READING PASSAGE.
/---
The IDES O'Racca Building, originally known as the IDES Building, is an Art Deco commercial and residential structure in San Nicolas, Manila. It was built by Isidoro de Santos as both a family home and an income-generating property. The design provided separate floors for each of his three partners and their children, while the remaining sections were reserved for commercial leasing and cold storage due to its proximity to the Divisoria market.

Designed by German architect Arthur Julius Niclaus Gabler Gumbert, the building features classic Art Deco elements, including vertical bays defined by pilasters, a distinctive fourth-floor row of windows with corbels, and a granolithic split staircase. Though once believed to have been constructed in 1935, existing photographs and advertisements show that the structure was already standing as early as 1931.

The building was financed through mortgages tied to De Santos' land shares in Hacienda Esperanza. After his death, the property was foreclosed, eventually coming under the ownership of the O'Racca Confectionery Company, which had operations in Binondo. During World War II, the building was used by Japanese forces, which spared it from total destruction, and it was later utilized by the U.S. Coast Guard during liberation.

Postwar, it became government property under laws governing former enemy properties and later housed the National Abaca and Other Fibers Corporation. In the decades that followed, the building was leased to various tenants and became the subject of legal disputes involving lease and ownership issues. A major fire in 1964 damaged only interior wooden sections, leaving the concrete structure intact.

In 2010, the building was sold to Rodil Enterprises, though the sale was questioned for undervaluation. It was later acquired by Anchor Land Holdings, though the details of this transfer are not publicly documented.

In 2013, after a petition by local heritage advocates, the IDES O'Racca Building was declared a Cultural Property under the National Museum of the Philippines. In 2021, another petition was filed to upgrade its status to a higher level of cultural protection, reflecting ongoing efforts to preserve the building as one of the remaining pre-war Art Deco structures in San Nicolas.

==Death and Legacy==
Isidoro de Santos died on August 24, 1939, at San Juan de Dios Hospital in Intramuros, Manila at the age of 66. He was buried in the De Santos Family Mausoleum at the Manila North Cemetery.

The National Historical Commission of the Philippines approved the fabrication of his historical marker in December 2022.
\---
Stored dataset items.
/---
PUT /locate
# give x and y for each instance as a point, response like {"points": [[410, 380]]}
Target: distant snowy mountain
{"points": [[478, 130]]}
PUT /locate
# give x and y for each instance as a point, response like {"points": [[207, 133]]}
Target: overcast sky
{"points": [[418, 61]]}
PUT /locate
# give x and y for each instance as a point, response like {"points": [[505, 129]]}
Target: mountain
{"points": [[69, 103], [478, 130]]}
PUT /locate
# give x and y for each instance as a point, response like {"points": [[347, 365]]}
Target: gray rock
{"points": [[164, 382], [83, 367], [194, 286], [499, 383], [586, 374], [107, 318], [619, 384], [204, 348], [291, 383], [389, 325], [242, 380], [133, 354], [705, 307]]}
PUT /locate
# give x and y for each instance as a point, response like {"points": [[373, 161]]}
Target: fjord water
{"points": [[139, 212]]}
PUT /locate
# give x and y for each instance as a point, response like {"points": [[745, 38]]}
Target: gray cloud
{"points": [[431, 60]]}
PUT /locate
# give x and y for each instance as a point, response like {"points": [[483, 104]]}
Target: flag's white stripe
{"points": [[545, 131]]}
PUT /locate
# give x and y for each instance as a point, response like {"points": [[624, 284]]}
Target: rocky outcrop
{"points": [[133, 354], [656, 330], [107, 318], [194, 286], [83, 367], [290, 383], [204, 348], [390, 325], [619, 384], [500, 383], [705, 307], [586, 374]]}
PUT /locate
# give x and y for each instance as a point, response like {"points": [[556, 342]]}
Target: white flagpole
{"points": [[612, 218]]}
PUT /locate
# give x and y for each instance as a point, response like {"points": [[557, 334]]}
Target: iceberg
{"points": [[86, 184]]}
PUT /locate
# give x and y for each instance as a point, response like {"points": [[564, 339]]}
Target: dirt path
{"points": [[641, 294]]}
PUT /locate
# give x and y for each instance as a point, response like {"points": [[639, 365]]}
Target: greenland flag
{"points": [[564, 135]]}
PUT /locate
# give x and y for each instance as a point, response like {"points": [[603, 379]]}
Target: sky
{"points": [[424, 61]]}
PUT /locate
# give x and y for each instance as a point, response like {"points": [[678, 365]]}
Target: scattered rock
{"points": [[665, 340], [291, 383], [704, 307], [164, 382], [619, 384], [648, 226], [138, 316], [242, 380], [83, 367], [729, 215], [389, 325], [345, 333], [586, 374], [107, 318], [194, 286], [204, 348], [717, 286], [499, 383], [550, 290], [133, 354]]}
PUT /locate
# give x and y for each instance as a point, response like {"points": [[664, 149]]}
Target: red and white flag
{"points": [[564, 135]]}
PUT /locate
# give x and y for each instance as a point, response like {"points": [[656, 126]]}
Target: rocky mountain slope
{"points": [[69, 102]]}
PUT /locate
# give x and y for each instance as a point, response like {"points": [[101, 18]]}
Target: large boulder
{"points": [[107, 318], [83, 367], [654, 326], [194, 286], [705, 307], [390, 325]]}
\---
PROMPT 1. Retype the passage on the IDES O'Racca Building from "The IDES O'Racca Building, originally" up to and including "early as 1931.".
PROMPT 2. According to the passage on the IDES O'Racca Building, who designed the building?
This listing was taken from a separate source.

WRITTEN RESPONSE 1.
The IDES O'Racca Building, originally known as the IDES Building, is an Art Deco commercial and residential structure in San Nicolas, Manila. It was built by Isidoro de Santos as both a family home and an income-generating property. The design provided separate floors for each of his three partners and their children, while the remaining sections were reserved for commercial leasing and cold storage due to its proximity to the Divisoria market.

Designed by German architect Arthur Julius Niclaus Gabler Gumbert, the building features classic Art Deco elements, including vertical bays defined by pilasters, a distinctive fourth-floor row of windows with corbels, and a granolithic split staircase. Though once believed to have been constructed in 1935, existing photographs and advertisements show that the structure was already standing as early as 1931.

WRITTEN RESPONSE 2. The German architect Arthur Julius Niclaus Gabler Gumbert.